** START EXCERPT **
The interested man had gotten back in his car while the angel and I began talking but when he saw her giving me money, he got back out and also handed me a folded bill. He left before she did. I didn't look until later but each of them had given me a twenty. 

It was a steep climb up to Groundhog Mountain from there. Granny Puckett's cabin still stands up there. She lived from 1837 - 1939 and found her calling when she was fifty. From then until she was a hundred and two, she delivered more than a thousand babies. Most for a dollar but when times were good, up to six dollars. 

The descent from Groundhog Mountain was the prettiest place yet, at least since yesterday. I could have honestly told the interested man that the most beautiful place was always around the next corner. This was actually a step above. The parkway ran through a mature forest footed with thick stands of rhododendron.

The beauty put me in a reverie. A serene peace so profound that I knew to remind myself to watch the road. The encounters at Fancy Gap had surely primed me for this. It's one of the benefits of having a profoundly receptive beauty detector too. It was a long and beatific stretch. 

I rode past Meadows of Dan and stopped at Mabry Mill. A car stopped and the back door opened from out of which stepped a matriarch from the past, a woman bedecked in tasteful old Easter clothes that she'd likely made herself. The couple in the front seat were her descendants. The man had an Elvis haircut which, outside of impersonators, has likely not been seen since the seventies. The old woman posed them in front of the mill. The couple was so beautiful that I walked by and told them so, just before she took their picture. Already glowing, they were glorified in the compliment and might have taken the best picture of their lives. 

From there it was a long curved climb up to Rocky Knob. I got mad respect from a group of motorcyclists who passed me on the climb. They each raised a fist or flashed peace signs. It was a tough hill. 

I'd ridden fifty-five miles by then and, even though I would have liked to have reached Floyd, I was too exhausted to continue and stopped at the Rocky Knob picnic area. It's a no camping allowed area but was closed for the season and I quite simply could not ride any farther. 

After scouting a spot but before moving to it, a Jesus hippy pulled in. We became friends. I was quite open from all the beauty and from the profound encounters I'd experienced that day so shared the secret teachings. 

I made camp then, built a fire, and made the most delicious egg drop soup with the fresh egg that had been a gift of the holyday.


----------



## Chazten (Apr 7, 2018)

Totally agree with practicing perceiving beauty, it works just like practicing anything else


----------



## BelleBottoms (May 21, 2018)

pcflvly said:


> didn't know what to answer at first. I'm sure I said something like, "beauty is infinite and dependent on perspective" and while he wrapped his mind around that one, I told him about when I thought I'd finally reached the most beautiful place yet and as a result learned how to check my thoughts. Practicing awareness of beauty increases ones capacity to perceive beauty.



I've been wondering about the possibility of Beauty ambush. Like, once Beauy knows you love and appreciate it, it runs ahead and waits to surprise you. Like an uncle waiting around the corner to scoop you up with tickles and hugs.  
That's pretty silly I suppose. 
But it is interesting how Beauty moves, and our changing peception of it. I regularly walk familiar areas to enjoy the colors, sounds, smells, currents, mysteries of form and life in my view. Regardless of where I am, I tend to think it's amazingly beautiful. But now and then, in these same places, BAM! Shit gets amplified! The sun infuses each color with a depth you could swim in; shadows beckon you to inspect for hidden gems; waters reflect and sparkle, demanding more attention than you have to give. Beauty has struck!... attacked?... landed?... cast her spell? It catches me off guard and consumes me completely. Wild stuff.


----------



## Craftyfox (Jun 3, 2018)

Practice seeing beauty every day ♥️


----------
** END EXCERPT **
** START RECORD LIST **
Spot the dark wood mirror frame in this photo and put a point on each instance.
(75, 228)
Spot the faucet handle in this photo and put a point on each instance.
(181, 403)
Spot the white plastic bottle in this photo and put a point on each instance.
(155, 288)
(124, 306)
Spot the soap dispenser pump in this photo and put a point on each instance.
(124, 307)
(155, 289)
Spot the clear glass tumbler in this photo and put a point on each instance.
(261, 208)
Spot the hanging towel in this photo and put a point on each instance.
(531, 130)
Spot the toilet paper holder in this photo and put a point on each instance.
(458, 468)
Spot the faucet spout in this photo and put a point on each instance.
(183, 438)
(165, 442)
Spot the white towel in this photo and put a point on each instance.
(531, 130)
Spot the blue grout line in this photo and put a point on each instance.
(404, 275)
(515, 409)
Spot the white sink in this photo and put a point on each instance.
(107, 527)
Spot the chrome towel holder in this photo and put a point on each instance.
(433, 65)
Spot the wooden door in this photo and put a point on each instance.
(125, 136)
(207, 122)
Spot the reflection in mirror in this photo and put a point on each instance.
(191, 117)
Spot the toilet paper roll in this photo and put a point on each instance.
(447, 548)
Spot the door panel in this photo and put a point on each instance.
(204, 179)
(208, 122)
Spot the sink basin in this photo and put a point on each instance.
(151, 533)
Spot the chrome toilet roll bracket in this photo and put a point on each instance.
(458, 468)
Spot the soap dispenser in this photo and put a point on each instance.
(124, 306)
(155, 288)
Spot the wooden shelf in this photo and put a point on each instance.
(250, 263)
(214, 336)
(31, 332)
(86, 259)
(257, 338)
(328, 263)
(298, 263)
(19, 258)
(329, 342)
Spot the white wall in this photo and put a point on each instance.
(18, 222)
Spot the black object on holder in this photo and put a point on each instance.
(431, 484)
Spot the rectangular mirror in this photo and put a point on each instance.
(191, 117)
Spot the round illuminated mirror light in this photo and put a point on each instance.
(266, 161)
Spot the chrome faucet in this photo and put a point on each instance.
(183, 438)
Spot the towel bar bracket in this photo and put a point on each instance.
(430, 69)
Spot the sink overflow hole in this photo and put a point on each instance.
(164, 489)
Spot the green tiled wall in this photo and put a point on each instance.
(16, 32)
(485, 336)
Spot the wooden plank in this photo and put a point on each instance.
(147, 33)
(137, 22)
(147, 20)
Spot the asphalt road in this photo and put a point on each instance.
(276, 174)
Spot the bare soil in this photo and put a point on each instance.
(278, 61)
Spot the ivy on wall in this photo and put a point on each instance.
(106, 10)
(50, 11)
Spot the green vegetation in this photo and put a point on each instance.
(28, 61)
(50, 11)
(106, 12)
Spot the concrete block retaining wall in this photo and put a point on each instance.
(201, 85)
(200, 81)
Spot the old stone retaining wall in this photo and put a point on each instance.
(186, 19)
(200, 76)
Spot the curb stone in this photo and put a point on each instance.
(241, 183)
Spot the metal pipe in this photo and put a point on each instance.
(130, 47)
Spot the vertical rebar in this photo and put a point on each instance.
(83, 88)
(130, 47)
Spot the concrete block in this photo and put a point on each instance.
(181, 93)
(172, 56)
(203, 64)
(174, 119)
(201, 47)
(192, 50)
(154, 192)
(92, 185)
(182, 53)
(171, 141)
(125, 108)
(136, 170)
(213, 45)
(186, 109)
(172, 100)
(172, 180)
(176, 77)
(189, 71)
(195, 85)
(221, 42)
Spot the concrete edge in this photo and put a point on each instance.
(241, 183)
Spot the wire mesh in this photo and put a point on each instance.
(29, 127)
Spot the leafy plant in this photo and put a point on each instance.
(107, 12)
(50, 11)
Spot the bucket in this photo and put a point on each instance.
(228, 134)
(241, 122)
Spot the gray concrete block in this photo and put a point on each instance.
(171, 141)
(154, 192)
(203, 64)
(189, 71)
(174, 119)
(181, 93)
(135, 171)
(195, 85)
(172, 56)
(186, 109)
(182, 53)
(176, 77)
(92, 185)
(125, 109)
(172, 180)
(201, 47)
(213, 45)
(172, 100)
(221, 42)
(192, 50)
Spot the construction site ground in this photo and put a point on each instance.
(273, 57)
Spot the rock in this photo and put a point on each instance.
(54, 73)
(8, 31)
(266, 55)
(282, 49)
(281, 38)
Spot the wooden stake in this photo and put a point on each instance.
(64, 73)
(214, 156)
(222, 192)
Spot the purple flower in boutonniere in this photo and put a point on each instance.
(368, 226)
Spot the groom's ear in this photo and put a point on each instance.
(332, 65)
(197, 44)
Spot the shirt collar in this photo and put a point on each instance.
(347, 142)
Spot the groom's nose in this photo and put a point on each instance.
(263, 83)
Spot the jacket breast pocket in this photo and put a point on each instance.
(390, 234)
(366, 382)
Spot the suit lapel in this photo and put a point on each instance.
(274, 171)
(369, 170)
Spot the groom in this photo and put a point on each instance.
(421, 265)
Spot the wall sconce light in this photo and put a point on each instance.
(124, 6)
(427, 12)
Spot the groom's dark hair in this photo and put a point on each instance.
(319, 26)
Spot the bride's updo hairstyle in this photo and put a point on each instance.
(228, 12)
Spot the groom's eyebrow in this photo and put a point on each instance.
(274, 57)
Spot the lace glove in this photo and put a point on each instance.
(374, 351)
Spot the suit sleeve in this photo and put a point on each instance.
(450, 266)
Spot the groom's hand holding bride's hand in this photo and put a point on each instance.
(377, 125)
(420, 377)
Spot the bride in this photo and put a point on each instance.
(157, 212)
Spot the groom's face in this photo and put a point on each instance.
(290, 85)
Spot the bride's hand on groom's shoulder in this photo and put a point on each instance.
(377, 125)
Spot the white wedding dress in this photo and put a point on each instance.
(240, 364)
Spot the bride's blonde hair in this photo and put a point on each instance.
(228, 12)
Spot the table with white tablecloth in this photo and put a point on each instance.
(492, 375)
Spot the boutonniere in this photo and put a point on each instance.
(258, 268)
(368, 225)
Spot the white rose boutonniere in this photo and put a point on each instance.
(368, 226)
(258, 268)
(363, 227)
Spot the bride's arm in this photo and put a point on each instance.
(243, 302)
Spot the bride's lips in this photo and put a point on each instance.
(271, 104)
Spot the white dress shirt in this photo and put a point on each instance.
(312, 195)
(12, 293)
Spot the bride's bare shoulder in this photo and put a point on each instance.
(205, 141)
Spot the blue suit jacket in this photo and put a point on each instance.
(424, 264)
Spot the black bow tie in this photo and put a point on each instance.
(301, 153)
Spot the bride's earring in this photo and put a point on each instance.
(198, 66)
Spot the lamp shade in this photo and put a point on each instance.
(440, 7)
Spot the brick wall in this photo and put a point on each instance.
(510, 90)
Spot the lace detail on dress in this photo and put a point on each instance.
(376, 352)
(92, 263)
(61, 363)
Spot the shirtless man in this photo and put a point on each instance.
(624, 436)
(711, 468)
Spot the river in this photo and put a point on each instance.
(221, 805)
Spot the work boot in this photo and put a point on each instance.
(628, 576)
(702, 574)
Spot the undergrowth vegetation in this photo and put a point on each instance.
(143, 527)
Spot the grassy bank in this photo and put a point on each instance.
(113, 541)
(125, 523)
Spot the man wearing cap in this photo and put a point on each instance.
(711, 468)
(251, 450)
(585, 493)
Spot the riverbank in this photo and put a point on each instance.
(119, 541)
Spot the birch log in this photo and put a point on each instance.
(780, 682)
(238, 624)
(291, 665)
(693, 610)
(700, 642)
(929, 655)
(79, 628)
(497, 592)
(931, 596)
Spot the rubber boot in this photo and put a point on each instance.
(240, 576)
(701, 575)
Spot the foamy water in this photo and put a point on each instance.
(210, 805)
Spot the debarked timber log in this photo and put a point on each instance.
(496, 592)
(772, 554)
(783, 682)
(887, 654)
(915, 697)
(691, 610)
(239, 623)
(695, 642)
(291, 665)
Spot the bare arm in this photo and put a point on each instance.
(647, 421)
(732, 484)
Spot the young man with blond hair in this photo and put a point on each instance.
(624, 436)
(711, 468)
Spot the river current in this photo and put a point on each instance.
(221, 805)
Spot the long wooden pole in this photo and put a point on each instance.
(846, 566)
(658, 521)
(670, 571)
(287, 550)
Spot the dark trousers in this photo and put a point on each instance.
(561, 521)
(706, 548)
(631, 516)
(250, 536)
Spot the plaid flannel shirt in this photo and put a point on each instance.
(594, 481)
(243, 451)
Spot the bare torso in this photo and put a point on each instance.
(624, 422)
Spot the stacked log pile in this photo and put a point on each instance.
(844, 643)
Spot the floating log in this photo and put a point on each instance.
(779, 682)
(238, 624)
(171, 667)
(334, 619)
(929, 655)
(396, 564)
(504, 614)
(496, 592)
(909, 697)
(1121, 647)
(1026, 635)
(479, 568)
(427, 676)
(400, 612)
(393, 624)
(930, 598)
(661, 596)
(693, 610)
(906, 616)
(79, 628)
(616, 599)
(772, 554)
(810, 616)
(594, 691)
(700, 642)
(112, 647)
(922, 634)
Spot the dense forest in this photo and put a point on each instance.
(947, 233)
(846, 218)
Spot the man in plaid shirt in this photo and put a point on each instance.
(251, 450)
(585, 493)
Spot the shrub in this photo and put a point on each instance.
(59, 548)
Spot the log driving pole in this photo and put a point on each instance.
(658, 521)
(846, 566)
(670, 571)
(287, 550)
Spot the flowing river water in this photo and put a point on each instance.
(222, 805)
** END RECORD LIST **
YOUR OBJECTIVE: In the parkway trip excerpt, how many miles had the writer ridden before stopping at the Rocky Knob picnic area? This material has nothing to do with the parkway trip excerpt.

SOLUTION TO THE PROBLEM: Fifty-five miles.